Your objective:
Reproduce the records below verbatim, keeping every line in its original order.
○ ○ ○ ○ ○ ○ ○
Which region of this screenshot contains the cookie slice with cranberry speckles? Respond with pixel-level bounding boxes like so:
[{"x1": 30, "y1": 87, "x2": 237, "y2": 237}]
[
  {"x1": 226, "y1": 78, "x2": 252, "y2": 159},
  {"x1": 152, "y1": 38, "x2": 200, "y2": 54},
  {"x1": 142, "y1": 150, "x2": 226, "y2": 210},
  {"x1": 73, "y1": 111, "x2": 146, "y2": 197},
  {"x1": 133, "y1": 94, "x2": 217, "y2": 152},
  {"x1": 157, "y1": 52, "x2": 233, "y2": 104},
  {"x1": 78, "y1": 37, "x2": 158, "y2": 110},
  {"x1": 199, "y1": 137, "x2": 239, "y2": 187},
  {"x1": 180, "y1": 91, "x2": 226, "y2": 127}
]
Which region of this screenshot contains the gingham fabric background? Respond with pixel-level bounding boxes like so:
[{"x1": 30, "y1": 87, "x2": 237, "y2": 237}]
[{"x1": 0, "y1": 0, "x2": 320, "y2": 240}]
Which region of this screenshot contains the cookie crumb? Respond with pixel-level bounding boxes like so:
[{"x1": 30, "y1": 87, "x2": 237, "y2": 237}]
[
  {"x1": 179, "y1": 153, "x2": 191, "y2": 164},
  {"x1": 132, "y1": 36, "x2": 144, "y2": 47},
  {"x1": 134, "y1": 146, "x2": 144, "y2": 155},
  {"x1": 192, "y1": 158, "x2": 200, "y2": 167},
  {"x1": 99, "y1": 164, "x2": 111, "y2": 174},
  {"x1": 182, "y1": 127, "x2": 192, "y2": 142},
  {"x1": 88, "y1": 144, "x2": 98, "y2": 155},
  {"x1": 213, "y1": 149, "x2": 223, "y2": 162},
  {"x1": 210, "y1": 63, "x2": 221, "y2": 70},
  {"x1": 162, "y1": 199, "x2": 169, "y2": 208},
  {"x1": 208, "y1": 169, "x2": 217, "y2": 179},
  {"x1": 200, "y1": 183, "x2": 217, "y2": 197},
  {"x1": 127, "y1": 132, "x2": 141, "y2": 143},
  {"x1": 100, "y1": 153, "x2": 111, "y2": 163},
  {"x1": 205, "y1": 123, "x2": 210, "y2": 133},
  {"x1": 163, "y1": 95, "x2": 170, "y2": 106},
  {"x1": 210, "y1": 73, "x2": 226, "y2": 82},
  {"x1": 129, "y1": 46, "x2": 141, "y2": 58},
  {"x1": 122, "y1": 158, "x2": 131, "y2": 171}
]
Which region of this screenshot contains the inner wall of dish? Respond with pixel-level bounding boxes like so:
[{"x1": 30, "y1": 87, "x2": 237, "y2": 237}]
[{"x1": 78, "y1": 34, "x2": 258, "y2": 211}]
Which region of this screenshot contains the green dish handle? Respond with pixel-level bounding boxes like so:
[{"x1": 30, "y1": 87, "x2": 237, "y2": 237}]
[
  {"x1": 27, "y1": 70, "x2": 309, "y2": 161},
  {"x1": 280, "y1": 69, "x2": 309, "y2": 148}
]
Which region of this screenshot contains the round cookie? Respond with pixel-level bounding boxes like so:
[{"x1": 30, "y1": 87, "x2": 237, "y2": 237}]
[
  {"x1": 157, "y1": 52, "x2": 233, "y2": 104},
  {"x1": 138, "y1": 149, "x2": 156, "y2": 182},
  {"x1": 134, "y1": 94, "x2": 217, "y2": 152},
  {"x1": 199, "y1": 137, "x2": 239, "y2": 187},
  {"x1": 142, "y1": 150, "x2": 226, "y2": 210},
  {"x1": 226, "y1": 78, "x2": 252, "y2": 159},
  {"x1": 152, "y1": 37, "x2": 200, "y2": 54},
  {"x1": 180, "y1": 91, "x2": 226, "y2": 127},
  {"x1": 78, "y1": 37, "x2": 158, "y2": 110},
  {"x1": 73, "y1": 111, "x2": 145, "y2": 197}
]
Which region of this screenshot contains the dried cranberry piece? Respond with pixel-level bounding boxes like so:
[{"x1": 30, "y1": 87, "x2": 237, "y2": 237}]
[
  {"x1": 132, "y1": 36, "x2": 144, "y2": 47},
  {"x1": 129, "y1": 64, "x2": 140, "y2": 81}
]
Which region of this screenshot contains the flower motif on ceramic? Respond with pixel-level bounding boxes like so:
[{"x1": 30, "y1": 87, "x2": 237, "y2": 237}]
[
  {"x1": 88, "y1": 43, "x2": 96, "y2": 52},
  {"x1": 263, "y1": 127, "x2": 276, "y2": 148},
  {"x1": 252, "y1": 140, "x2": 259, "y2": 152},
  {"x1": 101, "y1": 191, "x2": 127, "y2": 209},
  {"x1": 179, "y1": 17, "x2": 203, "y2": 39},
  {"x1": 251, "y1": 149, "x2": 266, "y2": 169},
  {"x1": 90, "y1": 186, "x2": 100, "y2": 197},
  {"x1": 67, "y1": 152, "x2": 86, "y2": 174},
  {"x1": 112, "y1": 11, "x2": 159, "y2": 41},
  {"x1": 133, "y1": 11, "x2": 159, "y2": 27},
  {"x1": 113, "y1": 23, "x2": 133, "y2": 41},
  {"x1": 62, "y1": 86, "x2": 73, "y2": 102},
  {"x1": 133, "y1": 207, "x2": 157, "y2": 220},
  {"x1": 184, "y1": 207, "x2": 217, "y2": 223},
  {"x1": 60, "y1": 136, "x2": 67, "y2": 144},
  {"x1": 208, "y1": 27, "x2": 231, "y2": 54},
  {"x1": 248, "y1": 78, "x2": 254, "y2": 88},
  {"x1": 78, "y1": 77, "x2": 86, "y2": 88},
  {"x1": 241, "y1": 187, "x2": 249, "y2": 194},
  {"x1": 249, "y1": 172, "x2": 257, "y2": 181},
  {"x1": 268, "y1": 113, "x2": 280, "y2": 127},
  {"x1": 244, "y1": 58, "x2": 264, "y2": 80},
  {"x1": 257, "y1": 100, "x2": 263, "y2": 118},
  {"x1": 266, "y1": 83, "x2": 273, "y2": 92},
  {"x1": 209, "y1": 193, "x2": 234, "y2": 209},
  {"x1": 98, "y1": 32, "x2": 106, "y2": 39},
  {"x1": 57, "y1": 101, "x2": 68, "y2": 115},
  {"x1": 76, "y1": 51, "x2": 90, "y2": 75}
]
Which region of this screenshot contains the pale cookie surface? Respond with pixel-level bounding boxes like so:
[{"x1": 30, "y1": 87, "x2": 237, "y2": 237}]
○ ○ ○ ○ ○ ○ ○
Completed exercise:
Which region of this screenshot contains the cookie slice with cranberry speckles? Respond with pixel-level bounding boxes like so:
[{"x1": 30, "y1": 87, "x2": 237, "y2": 237}]
[
  {"x1": 226, "y1": 78, "x2": 252, "y2": 159},
  {"x1": 152, "y1": 38, "x2": 200, "y2": 54},
  {"x1": 142, "y1": 150, "x2": 226, "y2": 210},
  {"x1": 73, "y1": 111, "x2": 146, "y2": 197},
  {"x1": 133, "y1": 94, "x2": 217, "y2": 152},
  {"x1": 157, "y1": 52, "x2": 233, "y2": 104},
  {"x1": 78, "y1": 37, "x2": 158, "y2": 110},
  {"x1": 199, "y1": 137, "x2": 239, "y2": 187},
  {"x1": 180, "y1": 91, "x2": 226, "y2": 127}
]
Which region of this screenshot contains the gingham fabric background? Respond with pixel-level bounding boxes like so:
[{"x1": 30, "y1": 87, "x2": 237, "y2": 237}]
[{"x1": 0, "y1": 0, "x2": 320, "y2": 240}]
Which region of this screenshot contains the cookie crumb? Respond with pixel-level bounding boxes like so:
[{"x1": 30, "y1": 87, "x2": 237, "y2": 237}]
[
  {"x1": 179, "y1": 153, "x2": 191, "y2": 164},
  {"x1": 132, "y1": 36, "x2": 144, "y2": 47},
  {"x1": 134, "y1": 146, "x2": 144, "y2": 155},
  {"x1": 192, "y1": 158, "x2": 200, "y2": 167},
  {"x1": 99, "y1": 164, "x2": 111, "y2": 174},
  {"x1": 182, "y1": 127, "x2": 192, "y2": 142},
  {"x1": 88, "y1": 144, "x2": 98, "y2": 155},
  {"x1": 213, "y1": 149, "x2": 223, "y2": 162},
  {"x1": 210, "y1": 63, "x2": 221, "y2": 70},
  {"x1": 162, "y1": 199, "x2": 169, "y2": 208},
  {"x1": 208, "y1": 169, "x2": 217, "y2": 179},
  {"x1": 200, "y1": 183, "x2": 217, "y2": 197},
  {"x1": 127, "y1": 132, "x2": 141, "y2": 143},
  {"x1": 100, "y1": 153, "x2": 111, "y2": 163},
  {"x1": 205, "y1": 123, "x2": 210, "y2": 133},
  {"x1": 163, "y1": 95, "x2": 170, "y2": 106},
  {"x1": 210, "y1": 73, "x2": 226, "y2": 82},
  {"x1": 129, "y1": 46, "x2": 141, "y2": 58},
  {"x1": 122, "y1": 158, "x2": 131, "y2": 171}
]
Which region of this screenshot contains the inner wall of dish? Respond with pixel-level bounding boxes like so:
[{"x1": 30, "y1": 87, "x2": 237, "y2": 237}]
[{"x1": 78, "y1": 34, "x2": 258, "y2": 211}]
Which region of this screenshot contains the green dish handle? Respond with pixel-level bounding boxes like so:
[{"x1": 30, "y1": 87, "x2": 237, "y2": 237}]
[
  {"x1": 27, "y1": 70, "x2": 309, "y2": 161},
  {"x1": 280, "y1": 69, "x2": 309, "y2": 148}
]
Which region of this screenshot contains the round cookie? Respond with pixel-level bounding boxes like so:
[{"x1": 30, "y1": 87, "x2": 237, "y2": 237}]
[
  {"x1": 157, "y1": 52, "x2": 233, "y2": 104},
  {"x1": 138, "y1": 149, "x2": 156, "y2": 182},
  {"x1": 134, "y1": 94, "x2": 217, "y2": 152},
  {"x1": 199, "y1": 137, "x2": 239, "y2": 187},
  {"x1": 142, "y1": 150, "x2": 226, "y2": 210},
  {"x1": 226, "y1": 78, "x2": 252, "y2": 159},
  {"x1": 152, "y1": 37, "x2": 200, "y2": 54},
  {"x1": 180, "y1": 91, "x2": 226, "y2": 127},
  {"x1": 78, "y1": 37, "x2": 158, "y2": 110},
  {"x1": 73, "y1": 111, "x2": 145, "y2": 197}
]
Which region of this screenshot contains the dried cranberry piece? Respond with pixel-level bounding boxes like so:
[{"x1": 30, "y1": 87, "x2": 237, "y2": 237}]
[
  {"x1": 132, "y1": 36, "x2": 144, "y2": 47},
  {"x1": 129, "y1": 64, "x2": 140, "y2": 81}
]
Which region of this screenshot contains the flower motif on ceramic? Respond with pixel-level bounding boxes like so:
[{"x1": 30, "y1": 87, "x2": 237, "y2": 237}]
[
  {"x1": 88, "y1": 43, "x2": 96, "y2": 52},
  {"x1": 263, "y1": 127, "x2": 276, "y2": 148},
  {"x1": 252, "y1": 140, "x2": 259, "y2": 152},
  {"x1": 101, "y1": 191, "x2": 127, "y2": 209},
  {"x1": 179, "y1": 17, "x2": 203, "y2": 39},
  {"x1": 251, "y1": 149, "x2": 266, "y2": 169},
  {"x1": 90, "y1": 186, "x2": 100, "y2": 197},
  {"x1": 67, "y1": 152, "x2": 86, "y2": 174},
  {"x1": 112, "y1": 11, "x2": 159, "y2": 41},
  {"x1": 133, "y1": 11, "x2": 159, "y2": 27},
  {"x1": 113, "y1": 23, "x2": 133, "y2": 41},
  {"x1": 62, "y1": 86, "x2": 73, "y2": 102},
  {"x1": 133, "y1": 207, "x2": 157, "y2": 220},
  {"x1": 184, "y1": 207, "x2": 217, "y2": 223},
  {"x1": 60, "y1": 136, "x2": 67, "y2": 144},
  {"x1": 208, "y1": 27, "x2": 231, "y2": 54},
  {"x1": 248, "y1": 78, "x2": 254, "y2": 88},
  {"x1": 78, "y1": 77, "x2": 86, "y2": 88},
  {"x1": 241, "y1": 187, "x2": 249, "y2": 194},
  {"x1": 249, "y1": 172, "x2": 257, "y2": 181},
  {"x1": 268, "y1": 113, "x2": 280, "y2": 127},
  {"x1": 244, "y1": 58, "x2": 264, "y2": 80},
  {"x1": 257, "y1": 100, "x2": 263, "y2": 118},
  {"x1": 266, "y1": 83, "x2": 273, "y2": 92},
  {"x1": 209, "y1": 193, "x2": 234, "y2": 209},
  {"x1": 98, "y1": 32, "x2": 106, "y2": 39},
  {"x1": 57, "y1": 101, "x2": 68, "y2": 115},
  {"x1": 76, "y1": 51, "x2": 90, "y2": 75}
]
Which region of this screenshot contains the pale cookie surface? Respond with pixel-level bounding boxes like so:
[{"x1": 30, "y1": 87, "x2": 237, "y2": 237}]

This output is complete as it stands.